Referring expression data
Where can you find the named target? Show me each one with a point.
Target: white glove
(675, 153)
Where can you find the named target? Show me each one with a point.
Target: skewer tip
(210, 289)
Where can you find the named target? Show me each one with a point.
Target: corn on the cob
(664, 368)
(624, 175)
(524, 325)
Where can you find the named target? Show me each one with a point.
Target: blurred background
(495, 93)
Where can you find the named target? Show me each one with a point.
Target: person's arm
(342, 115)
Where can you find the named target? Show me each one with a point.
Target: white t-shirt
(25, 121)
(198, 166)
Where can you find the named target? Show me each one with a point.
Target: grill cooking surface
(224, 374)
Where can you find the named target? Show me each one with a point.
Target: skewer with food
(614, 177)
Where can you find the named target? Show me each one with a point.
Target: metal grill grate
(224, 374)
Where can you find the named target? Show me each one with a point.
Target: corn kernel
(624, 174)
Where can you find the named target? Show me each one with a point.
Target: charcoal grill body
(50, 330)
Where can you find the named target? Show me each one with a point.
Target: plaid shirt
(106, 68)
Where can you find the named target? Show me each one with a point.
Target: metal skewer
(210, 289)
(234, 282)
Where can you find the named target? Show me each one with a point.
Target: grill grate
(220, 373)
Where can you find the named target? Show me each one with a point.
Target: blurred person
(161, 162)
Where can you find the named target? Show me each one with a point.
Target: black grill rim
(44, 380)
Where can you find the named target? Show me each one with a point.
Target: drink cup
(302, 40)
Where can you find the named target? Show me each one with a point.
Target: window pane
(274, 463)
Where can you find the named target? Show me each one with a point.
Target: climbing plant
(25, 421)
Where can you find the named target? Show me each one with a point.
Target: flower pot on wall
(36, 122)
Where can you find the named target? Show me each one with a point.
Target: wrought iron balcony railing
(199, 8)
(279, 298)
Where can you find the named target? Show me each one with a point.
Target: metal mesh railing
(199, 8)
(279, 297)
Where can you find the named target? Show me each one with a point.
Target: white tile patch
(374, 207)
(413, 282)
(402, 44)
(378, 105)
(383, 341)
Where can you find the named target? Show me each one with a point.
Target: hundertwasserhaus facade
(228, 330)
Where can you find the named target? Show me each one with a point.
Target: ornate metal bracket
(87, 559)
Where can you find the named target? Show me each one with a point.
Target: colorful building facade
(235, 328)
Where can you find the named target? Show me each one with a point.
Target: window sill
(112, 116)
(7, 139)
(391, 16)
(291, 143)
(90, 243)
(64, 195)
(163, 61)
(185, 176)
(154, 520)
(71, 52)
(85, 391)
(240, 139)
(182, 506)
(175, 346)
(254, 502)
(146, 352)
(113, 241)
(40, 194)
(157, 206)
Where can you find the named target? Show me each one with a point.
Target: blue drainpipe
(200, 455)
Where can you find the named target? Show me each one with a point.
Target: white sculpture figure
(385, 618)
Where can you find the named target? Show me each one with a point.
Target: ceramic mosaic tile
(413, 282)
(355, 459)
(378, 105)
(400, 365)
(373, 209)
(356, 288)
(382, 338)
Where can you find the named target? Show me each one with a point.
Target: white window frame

### WHAT IS BEING ASKED
The records need to be reproduced in their entirety, word for word.

### FINISHED EXERCISE
Where can you find the named target? Show me each one with a point.
Target: white glove
(675, 153)
Where can you find the named target? Show me each one with a point.
Target: skewer tip
(210, 289)
Where can you find the named target? Show me each one with a point.
Target: corn on the cob
(664, 368)
(624, 175)
(524, 325)
Where can you find the named target? Show me each one with a point.
Target: blurred background
(495, 93)
Where can you find the named target? Show me each one with a point.
Target: person's arm
(342, 115)
Where can you find the named target? Show me each one with a point.
Target: white t-shirt
(25, 121)
(198, 166)
Where can you find the named target? Show me each one with a point.
Target: grill cooking surface
(224, 374)
Where can you find the named target? Show me each one with a point.
Target: skewer with food
(614, 177)
Where can you find the named target? Show me each one with a point.
Target: metal grill grate
(224, 374)
Where can you find the named target? Show me each one with a point.
Target: corn kernel
(624, 174)
Where can you find the named target? Show me each one with a point.
Target: charcoal grill body
(50, 330)
Where can you find the named target? Show me each one with a point.
Target: plaid shirt
(106, 68)
Where can you find the named target? Show me each one with a point.
Target: metal skewer
(210, 289)
(234, 282)
Where can you find the named target? Show me each one with a point.
Target: grill grate
(220, 373)
Where can you find the named target? Show me each one with a point.
Target: blurred person
(161, 162)
Where can you find the named target? Show me each one with a point.
Target: black grill rim
(44, 380)
Where can you find the named target? Show me each one with a point.
Target: drink cup
(302, 40)
Where can you find the named target? Show me each one with a point.
Target: window pane
(274, 463)
Where can you find the named target? Show me each one with a point.
Target: climbing plant
(25, 421)
Where can you find the named target? Show me each one with a point.
Target: flower pot on wall
(36, 122)
Where can you find the named target? Show me each one with a point.
Target: wrought iron balcony railing
(199, 8)
(279, 298)
Where can you find the named target? Show me each one with a point.
Target: metal mesh railing
(199, 8)
(279, 297)
Where can you find the named target? Show me each one with a point.
Target: white tile patch
(374, 207)
(413, 282)
(402, 44)
(378, 105)
(383, 341)
Where can you find the named target? Show me each one with a point.
Target: hundertwasserhaus facade
(228, 330)
Where can you find the named target? Show me each one with a point.
Target: ornate metal bracket
(87, 559)
Where can you find the named target? Show me each one with a point.
Target: colorful building facade
(235, 328)
Where can you find the named target? Show me each one with a point.
Target: window sill
(112, 116)
(7, 139)
(391, 16)
(291, 143)
(90, 243)
(64, 195)
(163, 61)
(185, 176)
(154, 520)
(71, 52)
(85, 391)
(240, 139)
(182, 506)
(175, 346)
(254, 502)
(146, 352)
(113, 241)
(40, 194)
(157, 206)
Where can you find the named target? Show me each one with a point.
Target: blue drainpipe
(200, 455)
Where can you find the named target? Show me each one with a point.
Target: white sculpture figure
(385, 618)
Where can you find the named target? Show me each one with a point.
Target: ceramic mosaic tile
(413, 282)
(355, 459)
(378, 105)
(400, 365)
(373, 209)
(356, 288)
(382, 338)
Where can you find the named target? Show me each one with a point.
Target: white window frame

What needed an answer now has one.